Extracted data entries:
[Begin]
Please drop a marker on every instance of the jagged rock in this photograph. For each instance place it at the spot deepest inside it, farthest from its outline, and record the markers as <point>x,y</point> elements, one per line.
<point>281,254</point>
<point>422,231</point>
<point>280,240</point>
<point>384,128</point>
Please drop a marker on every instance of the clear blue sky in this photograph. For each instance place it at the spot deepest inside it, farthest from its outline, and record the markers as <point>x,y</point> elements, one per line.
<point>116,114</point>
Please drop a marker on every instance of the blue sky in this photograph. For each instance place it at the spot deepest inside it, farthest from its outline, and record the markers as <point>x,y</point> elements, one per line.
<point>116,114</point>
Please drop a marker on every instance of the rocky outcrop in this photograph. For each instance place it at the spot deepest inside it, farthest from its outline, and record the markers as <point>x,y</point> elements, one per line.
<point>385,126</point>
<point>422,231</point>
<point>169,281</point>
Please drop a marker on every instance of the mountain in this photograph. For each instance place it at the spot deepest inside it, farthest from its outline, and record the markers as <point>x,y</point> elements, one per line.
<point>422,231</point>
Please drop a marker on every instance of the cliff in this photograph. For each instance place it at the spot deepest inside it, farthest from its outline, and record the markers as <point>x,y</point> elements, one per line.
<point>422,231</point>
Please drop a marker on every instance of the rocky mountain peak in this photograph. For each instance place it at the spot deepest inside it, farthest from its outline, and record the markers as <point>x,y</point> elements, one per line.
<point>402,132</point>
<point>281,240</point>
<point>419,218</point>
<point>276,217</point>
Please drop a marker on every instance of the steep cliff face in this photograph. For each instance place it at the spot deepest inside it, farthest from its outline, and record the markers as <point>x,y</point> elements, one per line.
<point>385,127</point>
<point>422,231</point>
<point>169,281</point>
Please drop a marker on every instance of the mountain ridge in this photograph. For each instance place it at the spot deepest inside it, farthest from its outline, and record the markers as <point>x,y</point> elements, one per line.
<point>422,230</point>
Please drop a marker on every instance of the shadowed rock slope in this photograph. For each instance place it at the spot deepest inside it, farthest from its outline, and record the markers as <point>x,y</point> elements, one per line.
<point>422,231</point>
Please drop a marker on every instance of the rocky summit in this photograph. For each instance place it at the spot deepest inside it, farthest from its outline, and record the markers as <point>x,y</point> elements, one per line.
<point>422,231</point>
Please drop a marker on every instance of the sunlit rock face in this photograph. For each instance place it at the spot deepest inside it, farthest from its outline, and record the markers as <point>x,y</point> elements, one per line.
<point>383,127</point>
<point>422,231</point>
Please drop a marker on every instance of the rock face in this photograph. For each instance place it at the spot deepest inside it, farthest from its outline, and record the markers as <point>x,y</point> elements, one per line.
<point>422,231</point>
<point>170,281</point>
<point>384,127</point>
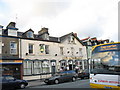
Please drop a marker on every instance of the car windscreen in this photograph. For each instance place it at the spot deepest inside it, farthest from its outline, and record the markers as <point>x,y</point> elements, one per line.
<point>106,62</point>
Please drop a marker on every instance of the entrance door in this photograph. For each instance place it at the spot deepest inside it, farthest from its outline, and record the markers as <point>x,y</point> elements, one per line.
<point>53,69</point>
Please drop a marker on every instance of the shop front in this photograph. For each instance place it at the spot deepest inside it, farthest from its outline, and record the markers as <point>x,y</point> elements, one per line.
<point>12,67</point>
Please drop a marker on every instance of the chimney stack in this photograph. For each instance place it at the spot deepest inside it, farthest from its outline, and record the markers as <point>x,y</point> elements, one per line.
<point>43,30</point>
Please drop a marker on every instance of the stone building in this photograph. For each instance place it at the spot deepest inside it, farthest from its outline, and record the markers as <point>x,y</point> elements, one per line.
<point>28,54</point>
<point>10,62</point>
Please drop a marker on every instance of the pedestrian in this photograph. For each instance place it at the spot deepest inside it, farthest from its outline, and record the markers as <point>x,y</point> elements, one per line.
<point>76,69</point>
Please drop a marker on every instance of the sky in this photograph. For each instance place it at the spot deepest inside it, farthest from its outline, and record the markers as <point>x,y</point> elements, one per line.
<point>87,18</point>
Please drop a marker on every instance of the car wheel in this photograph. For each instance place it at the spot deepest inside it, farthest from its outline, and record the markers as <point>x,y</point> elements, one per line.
<point>22,85</point>
<point>56,81</point>
<point>73,79</point>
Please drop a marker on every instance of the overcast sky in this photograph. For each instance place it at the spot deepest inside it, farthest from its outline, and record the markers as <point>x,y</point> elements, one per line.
<point>94,18</point>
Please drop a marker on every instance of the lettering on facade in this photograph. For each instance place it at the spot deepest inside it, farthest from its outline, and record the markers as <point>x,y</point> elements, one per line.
<point>68,58</point>
<point>105,81</point>
<point>110,47</point>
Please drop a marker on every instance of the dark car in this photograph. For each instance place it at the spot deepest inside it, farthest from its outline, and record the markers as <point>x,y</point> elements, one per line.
<point>62,77</point>
<point>9,82</point>
<point>84,74</point>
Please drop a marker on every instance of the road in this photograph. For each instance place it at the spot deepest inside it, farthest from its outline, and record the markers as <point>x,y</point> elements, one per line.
[End]
[Stated problem]: Nothing outside the span should appear: transcribe the lines from the one containing "Please drop a marker on every instance of the lettering" through the last line of the records.

[Output below]:
Please drop a marker on every instance of the lettering on facade in this photograph. For each instance place it at the spot deepest inside it, farthest from its outline, and record the markers as <point>x,y</point> elements, one per line.
<point>68,58</point>
<point>105,81</point>
<point>110,47</point>
Please drop a marker on every instance of the dark car in this photograph. For each instance place it at the spot deepest inside it, farthest from its outline, and record the markers as <point>x,y</point> elements, one per line.
<point>62,77</point>
<point>9,82</point>
<point>84,74</point>
Please drop a marker on every instance of the road in this photograph. For each instance place it at the spot deepest inside it, farthest from its outline, and record the markers as <point>x,y</point> elements, one per line.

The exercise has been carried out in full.